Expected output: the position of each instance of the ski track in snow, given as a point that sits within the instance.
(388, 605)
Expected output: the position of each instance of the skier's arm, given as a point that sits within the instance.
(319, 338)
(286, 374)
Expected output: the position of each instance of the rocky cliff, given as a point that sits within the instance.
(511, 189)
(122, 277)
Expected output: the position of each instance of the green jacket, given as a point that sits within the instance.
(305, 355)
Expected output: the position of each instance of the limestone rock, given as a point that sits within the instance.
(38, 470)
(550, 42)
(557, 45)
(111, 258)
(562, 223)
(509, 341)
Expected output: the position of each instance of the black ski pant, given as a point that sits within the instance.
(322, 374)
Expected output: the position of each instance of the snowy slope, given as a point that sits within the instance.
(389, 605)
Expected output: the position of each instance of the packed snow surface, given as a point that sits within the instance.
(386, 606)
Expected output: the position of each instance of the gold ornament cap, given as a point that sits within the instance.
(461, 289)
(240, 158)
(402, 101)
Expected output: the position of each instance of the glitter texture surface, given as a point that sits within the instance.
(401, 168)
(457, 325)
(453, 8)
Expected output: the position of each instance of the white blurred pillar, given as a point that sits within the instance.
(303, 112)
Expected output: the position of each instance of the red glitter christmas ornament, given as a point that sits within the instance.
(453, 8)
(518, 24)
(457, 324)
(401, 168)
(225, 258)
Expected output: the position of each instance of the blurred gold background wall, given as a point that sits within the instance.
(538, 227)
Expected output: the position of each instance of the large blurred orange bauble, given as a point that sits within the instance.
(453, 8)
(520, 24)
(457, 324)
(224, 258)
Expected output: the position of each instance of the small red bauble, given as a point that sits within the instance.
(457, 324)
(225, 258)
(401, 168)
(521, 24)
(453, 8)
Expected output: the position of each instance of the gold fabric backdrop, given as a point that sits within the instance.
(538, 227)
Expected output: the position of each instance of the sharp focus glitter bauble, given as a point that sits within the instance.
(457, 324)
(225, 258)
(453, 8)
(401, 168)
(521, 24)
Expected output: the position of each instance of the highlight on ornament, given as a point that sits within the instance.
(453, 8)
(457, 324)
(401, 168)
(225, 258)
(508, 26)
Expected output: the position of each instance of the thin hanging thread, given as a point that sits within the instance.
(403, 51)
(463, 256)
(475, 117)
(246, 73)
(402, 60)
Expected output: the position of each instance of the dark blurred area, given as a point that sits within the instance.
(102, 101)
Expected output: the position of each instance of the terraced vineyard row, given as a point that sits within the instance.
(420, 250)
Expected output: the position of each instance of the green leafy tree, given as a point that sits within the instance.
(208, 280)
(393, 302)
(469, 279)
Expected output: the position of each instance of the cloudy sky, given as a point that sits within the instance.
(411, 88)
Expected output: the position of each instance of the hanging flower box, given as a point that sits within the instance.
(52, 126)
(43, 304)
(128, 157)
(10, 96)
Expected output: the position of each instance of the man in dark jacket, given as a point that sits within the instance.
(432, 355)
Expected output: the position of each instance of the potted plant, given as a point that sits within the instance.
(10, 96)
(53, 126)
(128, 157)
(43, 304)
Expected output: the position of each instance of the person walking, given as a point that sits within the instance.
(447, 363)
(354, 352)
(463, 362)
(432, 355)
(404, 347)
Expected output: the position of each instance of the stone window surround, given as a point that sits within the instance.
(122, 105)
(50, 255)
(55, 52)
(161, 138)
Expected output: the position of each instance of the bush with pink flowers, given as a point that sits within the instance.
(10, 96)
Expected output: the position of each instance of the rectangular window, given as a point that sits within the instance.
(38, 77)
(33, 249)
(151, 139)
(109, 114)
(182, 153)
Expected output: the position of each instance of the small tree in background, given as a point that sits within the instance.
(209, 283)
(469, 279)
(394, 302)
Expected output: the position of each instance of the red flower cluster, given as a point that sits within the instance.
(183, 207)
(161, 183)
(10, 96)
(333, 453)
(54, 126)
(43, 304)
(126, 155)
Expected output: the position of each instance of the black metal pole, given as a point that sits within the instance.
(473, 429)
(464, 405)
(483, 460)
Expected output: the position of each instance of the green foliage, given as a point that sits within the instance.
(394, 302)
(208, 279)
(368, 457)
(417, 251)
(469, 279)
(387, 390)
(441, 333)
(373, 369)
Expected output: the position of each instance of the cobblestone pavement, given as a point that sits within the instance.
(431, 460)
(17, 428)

**Goal:** Quote all of the records above word for word, from the first line to the last.

**Task answer:**
Expected output: the position of each instance of the ski track in snow, given as a point that sits within the instance.
(388, 605)
Expected output: the position of each instance of the skier's arm, given as a point that sits within the instance.
(319, 338)
(286, 374)
Expected output: the position of each instance of the rocky cliff, given as a point that sits within the instance.
(511, 189)
(122, 277)
Expected output: the position of each instance of the green jacket, given as a point that sits within the instance.
(305, 355)
Expected output: the position of each instance of the limestone rock, given as a point that sits within the instance.
(38, 470)
(550, 42)
(557, 45)
(111, 258)
(562, 223)
(509, 341)
Expected output: the position of each instance of the black ski pant, given as a point that sits within the instance.
(322, 374)
Expected output: the position of each instance of the snowy slope, given as a point that sits within the instance.
(389, 605)
Expected output: the position of each instance of the packed snow surface, given as a point that sits within the instance.
(386, 606)
Expected output: the position of each instance of the gold ornament cap, given as a point that sits within the instance.
(461, 289)
(240, 158)
(402, 101)
Expected output: the position of each instance of the glitter texture surface, given as a point that sits within the instance.
(401, 168)
(457, 325)
(453, 8)
Expected output: the position of each instance of the white blurred pillar, given as a point that sits within the instance.
(303, 112)
Expected output: the position of each instance of the red glitter christmas ornament, given as a point that sits within the instance.
(453, 8)
(518, 24)
(457, 324)
(401, 168)
(225, 258)
Expected output: the position of each instance of the blurred gold background wall, given as a point that sits within the instance.
(538, 227)
Expected output: the position of each instance of the large blurred orange bauble, given as a point that sits within the instance.
(453, 8)
(520, 24)
(457, 324)
(224, 258)
Expected output: the position of each instance of the small red bauble, given as a point that sits within the instance.
(457, 324)
(225, 258)
(401, 168)
(521, 24)
(453, 8)
Expected output: the position of each instance of the gold fabric backdrop, given as a point that sits within the instance.
(538, 227)
Expected output: the position of each instance of the sharp focus glitter bauble, given as a point that sits within the instance.
(457, 324)
(225, 258)
(453, 8)
(401, 168)
(521, 24)
Expected output: the position of each instance of the highlight on ornament, given as a point that sits within the instance.
(453, 8)
(457, 324)
(401, 168)
(225, 258)
(508, 26)
Expected output: the position of each instance of the thin hanging thread, given as a point that sits within the instance.
(403, 51)
(463, 256)
(475, 117)
(246, 73)
(402, 60)
Expected output: the position of each instance of the dark blurred area, given as a point that sits within the instance.
(102, 101)
Expected output: the position of each instance of the terraced vineyard row, given as a point that sits within the instance.
(420, 250)
Expected output: the position of each instance of the green leafy tree, given as a point that sits within the instance.
(208, 280)
(393, 302)
(469, 279)
Expected output: the position of each instance of the cloudy sky, given as a point that sits within the instance.
(411, 88)
Expected output: the position of each instance of the hanging flower box, given as a point that sits within the instance.
(52, 126)
(43, 304)
(128, 157)
(10, 96)
Expected output: the position of each instance of the man in dark jacket, given as a point that sits within the instance.
(432, 355)
Expected output: the position of each instance of the potted plant, given as a point that sits within the instance.
(10, 96)
(53, 126)
(128, 157)
(43, 304)
Expected output: the position of each instance of the person walking, given as a point that sits within the instance.
(447, 363)
(354, 352)
(463, 362)
(432, 355)
(404, 347)
Expected output: the position of each instance of the stone window surround, given as a point that sits within the instance.
(122, 105)
(50, 255)
(55, 52)
(161, 138)
Expected output: the position of each instance of the bush with pink flowers, given as a point that sits within the instance.
(10, 96)
Expected output: the position of each instance of the rectangular window, given as a point that sits within the instance.
(38, 77)
(33, 249)
(151, 139)
(109, 114)
(182, 153)
Expected output: the position of each instance of the small tree in background, given as a point that sits within the instance.
(209, 283)
(469, 279)
(394, 302)
Expected output: the position of each instance of the red flower cluster, given as a point that sits within the instance.
(183, 207)
(161, 183)
(10, 96)
(333, 453)
(54, 126)
(43, 304)
(126, 155)
Expected output: the position of each instance of the black metal pole, given as a point that sits within the instance.
(473, 429)
(464, 405)
(483, 460)
Expected output: the position of each instance of the green foliage, given as a point that sits within the instance.
(394, 302)
(208, 279)
(368, 457)
(417, 251)
(469, 279)
(387, 390)
(441, 333)
(373, 369)
Expected output: the position of each instance of the cobblestone pavement, given as a point that sits within the instance.
(431, 460)
(17, 428)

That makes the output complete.